• [Exercise directions]:
Copy out each of the following lines word for word, leaving nothing altered.

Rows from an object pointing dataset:

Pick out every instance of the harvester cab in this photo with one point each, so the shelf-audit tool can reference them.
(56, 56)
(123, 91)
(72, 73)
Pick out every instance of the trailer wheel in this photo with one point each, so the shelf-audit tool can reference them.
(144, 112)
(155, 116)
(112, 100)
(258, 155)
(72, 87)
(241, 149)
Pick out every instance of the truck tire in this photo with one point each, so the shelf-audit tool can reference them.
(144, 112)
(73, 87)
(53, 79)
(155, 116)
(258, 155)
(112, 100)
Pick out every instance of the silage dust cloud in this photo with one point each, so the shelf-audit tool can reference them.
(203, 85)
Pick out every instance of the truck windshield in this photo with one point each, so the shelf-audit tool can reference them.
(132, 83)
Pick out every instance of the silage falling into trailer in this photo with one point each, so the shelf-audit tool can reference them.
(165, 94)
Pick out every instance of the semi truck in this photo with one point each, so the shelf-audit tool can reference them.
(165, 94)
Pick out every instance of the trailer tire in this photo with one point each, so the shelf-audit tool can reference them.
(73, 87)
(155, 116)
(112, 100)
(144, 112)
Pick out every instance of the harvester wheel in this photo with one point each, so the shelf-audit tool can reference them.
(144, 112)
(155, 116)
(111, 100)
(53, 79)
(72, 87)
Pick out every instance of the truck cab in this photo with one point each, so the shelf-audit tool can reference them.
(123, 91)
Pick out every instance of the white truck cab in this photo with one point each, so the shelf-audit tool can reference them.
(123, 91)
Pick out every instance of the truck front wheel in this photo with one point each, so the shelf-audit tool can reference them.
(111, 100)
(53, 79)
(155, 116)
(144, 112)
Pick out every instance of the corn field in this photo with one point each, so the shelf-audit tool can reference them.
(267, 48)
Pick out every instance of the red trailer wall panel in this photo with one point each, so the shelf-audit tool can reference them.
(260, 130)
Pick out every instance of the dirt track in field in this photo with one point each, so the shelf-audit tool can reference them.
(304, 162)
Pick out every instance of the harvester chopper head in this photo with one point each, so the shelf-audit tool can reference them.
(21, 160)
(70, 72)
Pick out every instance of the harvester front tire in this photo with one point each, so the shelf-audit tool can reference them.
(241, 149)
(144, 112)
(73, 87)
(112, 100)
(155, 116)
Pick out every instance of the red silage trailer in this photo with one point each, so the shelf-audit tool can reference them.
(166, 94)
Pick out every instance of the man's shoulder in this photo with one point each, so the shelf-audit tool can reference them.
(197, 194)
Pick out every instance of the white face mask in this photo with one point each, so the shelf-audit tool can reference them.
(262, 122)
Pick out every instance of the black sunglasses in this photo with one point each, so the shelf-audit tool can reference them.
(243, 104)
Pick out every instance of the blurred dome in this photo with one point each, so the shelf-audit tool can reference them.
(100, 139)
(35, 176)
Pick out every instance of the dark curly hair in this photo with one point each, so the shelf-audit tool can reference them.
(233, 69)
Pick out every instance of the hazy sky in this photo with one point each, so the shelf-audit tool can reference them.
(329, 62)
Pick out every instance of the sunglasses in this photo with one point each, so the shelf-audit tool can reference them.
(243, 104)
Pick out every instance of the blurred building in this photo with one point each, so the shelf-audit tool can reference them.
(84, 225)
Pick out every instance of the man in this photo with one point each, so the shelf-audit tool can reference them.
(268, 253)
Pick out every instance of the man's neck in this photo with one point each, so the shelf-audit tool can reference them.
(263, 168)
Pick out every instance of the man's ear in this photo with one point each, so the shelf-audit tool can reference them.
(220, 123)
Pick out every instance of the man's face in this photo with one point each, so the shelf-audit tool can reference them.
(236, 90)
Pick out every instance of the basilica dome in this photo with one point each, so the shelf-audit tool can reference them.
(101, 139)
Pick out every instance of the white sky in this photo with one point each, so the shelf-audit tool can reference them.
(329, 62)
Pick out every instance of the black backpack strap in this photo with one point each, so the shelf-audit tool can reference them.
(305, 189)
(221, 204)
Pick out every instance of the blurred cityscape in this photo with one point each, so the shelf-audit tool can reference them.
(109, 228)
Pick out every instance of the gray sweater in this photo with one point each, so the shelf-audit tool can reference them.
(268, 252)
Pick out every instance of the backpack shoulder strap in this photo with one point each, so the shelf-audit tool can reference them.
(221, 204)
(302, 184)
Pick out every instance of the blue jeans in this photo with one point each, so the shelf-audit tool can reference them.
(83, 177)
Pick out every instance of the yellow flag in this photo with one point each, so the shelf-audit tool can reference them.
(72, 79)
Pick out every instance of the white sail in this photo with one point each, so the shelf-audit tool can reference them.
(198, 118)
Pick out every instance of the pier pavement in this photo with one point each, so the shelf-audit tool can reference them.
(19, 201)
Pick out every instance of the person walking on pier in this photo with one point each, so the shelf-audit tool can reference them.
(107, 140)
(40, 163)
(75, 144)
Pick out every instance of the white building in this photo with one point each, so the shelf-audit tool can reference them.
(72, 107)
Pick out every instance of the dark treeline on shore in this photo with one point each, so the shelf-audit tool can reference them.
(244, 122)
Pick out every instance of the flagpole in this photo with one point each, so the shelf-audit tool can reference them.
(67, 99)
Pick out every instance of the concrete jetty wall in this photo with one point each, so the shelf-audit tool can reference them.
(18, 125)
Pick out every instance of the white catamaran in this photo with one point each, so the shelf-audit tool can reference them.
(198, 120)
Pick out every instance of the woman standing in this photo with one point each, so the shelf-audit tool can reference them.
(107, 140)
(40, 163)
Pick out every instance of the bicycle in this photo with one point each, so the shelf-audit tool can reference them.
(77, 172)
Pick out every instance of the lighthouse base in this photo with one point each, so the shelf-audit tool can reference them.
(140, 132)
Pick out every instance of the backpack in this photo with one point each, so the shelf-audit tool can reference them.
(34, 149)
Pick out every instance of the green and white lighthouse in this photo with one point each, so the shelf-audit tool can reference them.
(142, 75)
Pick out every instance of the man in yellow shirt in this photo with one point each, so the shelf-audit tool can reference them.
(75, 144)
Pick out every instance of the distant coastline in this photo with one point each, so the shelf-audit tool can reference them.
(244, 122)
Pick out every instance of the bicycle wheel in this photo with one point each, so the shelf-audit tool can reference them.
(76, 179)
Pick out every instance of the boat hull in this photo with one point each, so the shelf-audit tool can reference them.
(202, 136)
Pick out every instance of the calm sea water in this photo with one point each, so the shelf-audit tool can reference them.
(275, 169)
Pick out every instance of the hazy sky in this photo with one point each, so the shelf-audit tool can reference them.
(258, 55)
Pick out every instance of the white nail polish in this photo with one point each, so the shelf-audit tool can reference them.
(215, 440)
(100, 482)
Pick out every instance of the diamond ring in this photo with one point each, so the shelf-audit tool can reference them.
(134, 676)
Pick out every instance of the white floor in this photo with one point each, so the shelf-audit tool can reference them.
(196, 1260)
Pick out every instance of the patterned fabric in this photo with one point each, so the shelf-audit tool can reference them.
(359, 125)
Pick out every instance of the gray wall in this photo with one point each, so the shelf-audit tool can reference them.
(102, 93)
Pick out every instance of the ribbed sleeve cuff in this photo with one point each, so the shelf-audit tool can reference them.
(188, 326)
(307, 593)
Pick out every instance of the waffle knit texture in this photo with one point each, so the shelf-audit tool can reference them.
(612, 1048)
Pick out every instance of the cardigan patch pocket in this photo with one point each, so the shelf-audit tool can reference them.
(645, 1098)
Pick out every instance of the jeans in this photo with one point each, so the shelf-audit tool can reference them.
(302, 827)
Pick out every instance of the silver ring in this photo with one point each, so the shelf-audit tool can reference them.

• [Exercise solution]:
Pick out every instance of the harvester cab in this photo with one point each, so the shelf-audit tool can reference them.
(56, 56)
(123, 91)
(72, 73)
Pick out every instance of the trailer wheel in this photo with one point each, so the shelf-audit tool can reference them.
(144, 112)
(155, 116)
(112, 100)
(258, 155)
(72, 87)
(241, 149)
Pick out every instance of the truck tire in this photo with one point each, so the shelf-audit tool can reference them.
(144, 112)
(73, 87)
(53, 79)
(155, 116)
(258, 155)
(112, 100)
Pick out every instance of the silage dust cloud in this photo with one point each, so the shelf-audit tool can reference them.
(203, 85)
Pick out every instance of the truck windshield in this photo with one point each, so the shelf-audit tool can reference them.
(132, 83)
Pick out every instance of the silage falling into trailer in this photo with one point each, so the shelf-audit tool can reference them.
(165, 94)
Pick out every instance of the semi truck in this photo with one point each, so the shelf-audit tool can reference them.
(165, 94)
Pick out every instance of the trailer tire in this photo with one point each, so the shelf-audit tool can reference them.
(73, 87)
(155, 116)
(112, 100)
(144, 112)
Pick out every instance of the harvester wheel in this photo with one point each, so the shelf-audit tool can reference them.
(144, 112)
(155, 116)
(111, 100)
(53, 79)
(72, 87)
Pick out every instance of the truck cab in this photo with one point each, so the shelf-audit tool can reference them.
(123, 91)
Pick out every instance of the white truck cab in this photo with one point each, so the shelf-audit tool can reference them.
(123, 91)
Pick out every instance of the truck front wheel in this photo with one point each, so the shelf-audit tool can reference them.
(111, 100)
(53, 79)
(155, 116)
(144, 112)
Pick out every instance of the corn field in this photo with one point each, so the shelf-audit tool can reference them.
(267, 48)
Pick out every instance of the red trailer wall panel in this photo with one point each, so the shelf-audit tool can reference them.
(260, 130)
Pick out every instance of the dirt track in field in this photo with one point each, so the shelf-audit tool can reference them.
(304, 162)
Pick out every instance of the harvester chopper head in this photo with one point each, so the shelf-audit tool can reference them.
(21, 160)
(70, 72)
Pick out every instance of the harvester front tire in this photo with one point each, so the shelf-audit tool can reference them.
(241, 149)
(144, 112)
(73, 87)
(112, 100)
(155, 116)
Pick out every instance of the red silage trailer in this photo with one point each, so the shelf-audit tool can reference them.
(166, 94)
Pick out every instance of the man's shoulder in this photo with one point each, so the shelf-audit tool can reference them.
(197, 194)
Pick out every instance of the white face mask in this photo with one point each, so the shelf-audit tool can reference them.
(262, 122)
Pick out every instance of the black sunglasses in this photo with one point each, so the shelf-audit tool can reference them.
(243, 104)
Pick out every instance of the blurred dome in this photo with one point each, so the shelf-audit tool can reference them.
(100, 139)
(35, 176)
Pick out every instance of the dark curly hair in this photo with one point each, so the shelf-audit tool can reference them.
(233, 69)
Pick out every instance of the hazy sky in this photo with one point each, so the shelf-audit tool can reference them.
(329, 62)
Pick out every instance of the sunglasses in this photo with one point each, so the shelf-audit tool can reference them.
(243, 104)
Pick out every instance of the blurred building in this photo with one point each, so the shelf-audit tool can reference them.
(84, 225)
Pick out every instance of the man in this photo with one point each, so the shelf-audit tool can reference them.
(268, 253)
Pick out every instance of the man's neck in this photo with one point each, so the shelf-audit tool can reference them.
(263, 168)
Pick out every instance of the man's ear in this photo with one point each, so the shelf-audit tool can reference them.
(220, 123)
Pick out every instance of the man's face in this photo with one point each, so the shelf-audit tool can reference them.
(236, 90)
Pick out every instance of the basilica dome in this photo with one point each, so the shelf-audit tool can reference them.
(101, 139)
Pick out every instance of the white sky in this photo with one point each, so the shelf-audit tool can reference them.
(329, 62)
Pick out every instance of the black backpack strap in this photo with one point each, so the shelf-audit tool can reference them.
(305, 189)
(221, 204)
Pick out every instance of the blurred cityscape in this photo with one point each, so the shelf-audit tool can reference them.
(109, 228)
Pick out every instance of the gray sweater in this photo with one point each, so the shelf-audit tool can reference them.
(268, 252)
Pick out every instance of the backpack shoulder strap in this photo with one point each, so the shelf-audit tool can reference them.
(221, 204)
(302, 184)
Pick out every instance of the blue jeans in this photo with one point each, so the shelf-audit tool can reference them.
(83, 177)
Pick out every instance of the yellow flag in this photo with one point each, so the shelf-audit tool can reference them.
(72, 79)
Pick out every instance of the white sail in this photo with one point each, so the shelf-audit tool can reference them.
(198, 118)
Pick out every instance of the pier pavement in this photo with one point each, so the shelf-audit tool can reference them.
(19, 201)
Pick out every instance of the person walking on pier in this photo with one point each, so the shelf-audit tool can reference them.
(107, 140)
(40, 163)
(75, 144)
Pick out every instance of the white building in this photo with one point each, so the shelf-audit tool can reference them.
(72, 107)
Pick out every instance of the dark treeline on shore in this photo with one point each, so the shelf-audit tool can reference them.
(244, 122)
Pick out every instance of the flagpole in this photo with one point each, so the shelf-audit tool can reference them.
(67, 99)
Pick out every instance of the concrete jetty wall in this photo with one point each, so the shelf-audit tool can reference them.
(18, 125)
Pick out every instance of the white catamaran in this photo with one point each, so the shelf-audit tool can reference them.
(198, 120)
Pick out every instance of the woman standing in this photo with one point each, so the shelf-audit tool can reference them.
(107, 140)
(40, 163)
Pick out every instance of the bicycle in this photo with one point each, so the shelf-audit tool can reference them.
(77, 172)
Pick out every instance of the lighthouse base in this photo with one point each, so the shelf-audit tool can reference them.
(140, 132)
Pick out every instance of the backpack in this photo with one point each, so the shelf-audit tool can reference them.
(34, 149)
Pick out every instance of the green and white lighthouse in this photo with one point each, so the shelf-audit tool can reference them.
(142, 75)
Pick out every instance of the man in yellow shirt in this photo with one point each, so the shelf-audit tool can reference them.
(75, 144)
Pick out every instance of the distant coastline in this photo with one point each, so the shelf-audit tool can reference them.
(244, 122)
Pick out every instance of the bicycle wheel in this photo with one point each, so the shelf-audit tool can reference them.
(76, 179)
Pick out every instance of the boat hull in this photo with one point each, so the shelf-audit tool can reference them.
(202, 136)
Pick out every instance of the calm sea water in this photo with one point each, so the shelf-audit tool can reference them.
(275, 169)
Pick out every instance of the hazy sky in this photo with one point each, so the shelf-audit tool can reference them.
(258, 55)
Pick out every instance of the white nail polish in this photo with one point each, so the shelf-audit tool can reference them.
(215, 440)
(100, 482)
Pick out every instance of the diamond ring in this photo with one point each, so the shelf-audit tool can reference them.
(134, 676)
Pick out every instance of the white floor in this photo with one point each, so the shelf-audit tool can reference them.
(196, 1260)
Pick out every instance of the patterned fabric in this photo with one point each, so the shelf-audit tool can reference them.
(359, 125)
Pick out every instance of the gray wall in this photo with one point each, so the shelf-audit tool can reference them.
(102, 93)
Pick out every instance of the ribbed sleeve cuff in this photo with one point each, so the shelf-audit tool can reference them.
(188, 326)
(307, 593)
Pick out every instance of the waffle knit texture in this photo with one point each, so the shelf-audit tool can reference them.
(612, 1048)
Pick out every instance of the cardigan patch pocket in this photo with one point each, so the shelf-audit tool can reference them.
(645, 1098)
Pick out every instance of the jeans in this photo with one point each, so the shelf-audit tool can reference them.
(302, 827)
Pick out every instance of the silver ring in this photo with one point each, so the shelf-audit tool can reference them.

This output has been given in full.